### [Assignment]
Please edit the material from its start through the line containing "box: [0, 799, 45, 852]", changing "clicks" to "points" and leaving everything else unchanged. Return only that stretch, without the pictures.

### [Data for review]
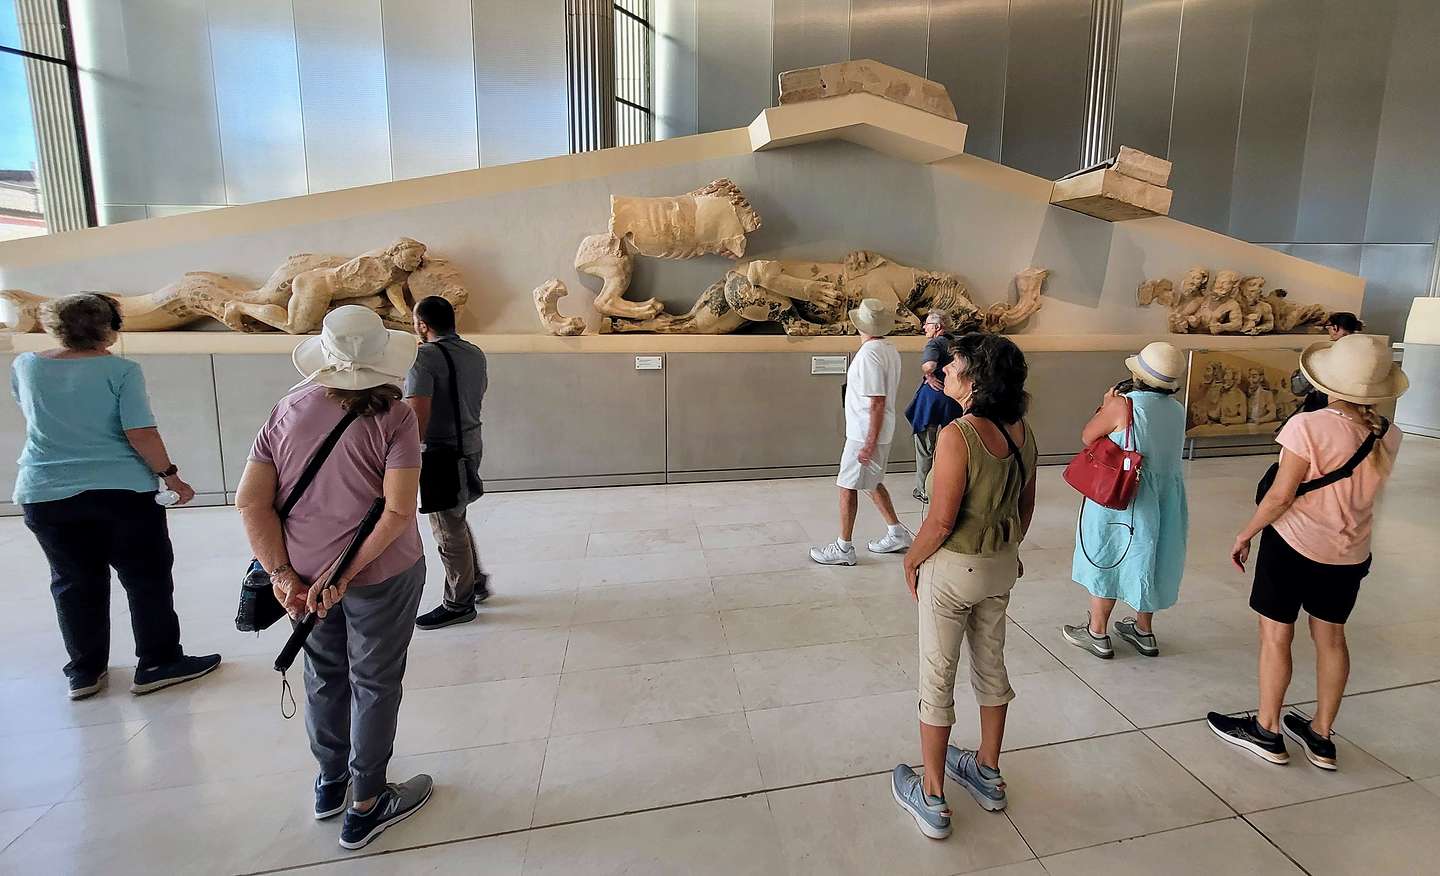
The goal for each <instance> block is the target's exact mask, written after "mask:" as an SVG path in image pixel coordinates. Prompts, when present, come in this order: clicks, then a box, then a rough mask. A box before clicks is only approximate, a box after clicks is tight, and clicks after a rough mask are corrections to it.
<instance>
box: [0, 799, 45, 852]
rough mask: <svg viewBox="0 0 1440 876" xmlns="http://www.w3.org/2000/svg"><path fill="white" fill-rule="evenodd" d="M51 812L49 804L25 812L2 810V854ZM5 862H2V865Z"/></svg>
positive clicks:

### [Answer area]
The goal for each <instance> block is the target's exact mask, written after "mask:" as an SVG path in image pixel coordinates. Prompts, when present, come in this order: points, then a box, then a rough mask. A box before points is only approximate, a box after points is tight, and points after a rough mask are corrections to it.
<instance>
box: [0, 799, 45, 852]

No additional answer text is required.